● **EXTRACT**:
>>>>>

Faced with COVID-19 and the collapse of Wyoming’s coal industry, Republican Gov. Mark Gordon said recently that the state might have to start abandoning small towns because there’s not enough money to maintain their sewers and streets.
I have a nearby neighbor who’s a die-hard, Trump-loving veteran, and we’ve been going back and forth about the mess Wyoming faces as extractive industries dry up. But then he made a surprising statement: “It’s stupid that we don’t pay state income tax here.”
The Wyoming Legislature passed its first severance tax on mining in 1974, and ever since, our tax system has leaned more and more heavily on coal, oil and gas companies. As a result, generations have come of age in Wyoming with no experience paying state taxes like most of our fellow Americans.
Wyoming is one of nine states without an income tax. Places like Texas and Florida that lack income tax tend to have ultra-high property and sales tax rates instead. Alaska does not, only because it’s likewise dependent on mineral taxes.
Along with having no personal or corporate state income tax, Wyoming also has the third lowest property tax rate in the nation and the sixth lowest sales tax rate, meaning that everyone depends on fossil fuels staying healthy.

<<<<<

[Referring expression pointing data]
>>>>>

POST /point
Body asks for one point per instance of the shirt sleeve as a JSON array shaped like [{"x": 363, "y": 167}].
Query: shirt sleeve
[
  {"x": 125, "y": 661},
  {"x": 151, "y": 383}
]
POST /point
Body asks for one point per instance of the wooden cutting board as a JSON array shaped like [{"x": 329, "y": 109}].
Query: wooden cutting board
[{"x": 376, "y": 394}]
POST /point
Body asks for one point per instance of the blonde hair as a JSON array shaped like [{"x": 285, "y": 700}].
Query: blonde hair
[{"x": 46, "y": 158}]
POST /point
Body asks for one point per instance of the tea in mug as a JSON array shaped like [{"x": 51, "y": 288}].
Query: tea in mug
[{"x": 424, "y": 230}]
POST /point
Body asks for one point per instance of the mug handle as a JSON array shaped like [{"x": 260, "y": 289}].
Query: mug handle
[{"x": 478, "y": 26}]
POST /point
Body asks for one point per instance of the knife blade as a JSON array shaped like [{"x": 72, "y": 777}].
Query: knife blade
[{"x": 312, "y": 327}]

<<<<<

● **DIRECTIONS FOR THIS TASK**:
Retype the Wyoming tax passage word for word, everything from "The Wyoming Legislature" down to "on mineral taxes.".

● **ANSWER TO THIS EXERCISE**:
The Wyoming Legislature passed its first severance tax on mining in 1974, and ever since, our tax system has leaned more and more heavily on coal, oil and gas companies. As a result, generations have come of age in Wyoming with no experience paying state taxes like most of our fellow Americans.
Wyoming is one of nine states without an income tax. Places like Texas and Florida that lack income tax tend to have ultra-high property and sales tax rates instead. Alaska does not, only because it’s likewise dependent on mineral taxes.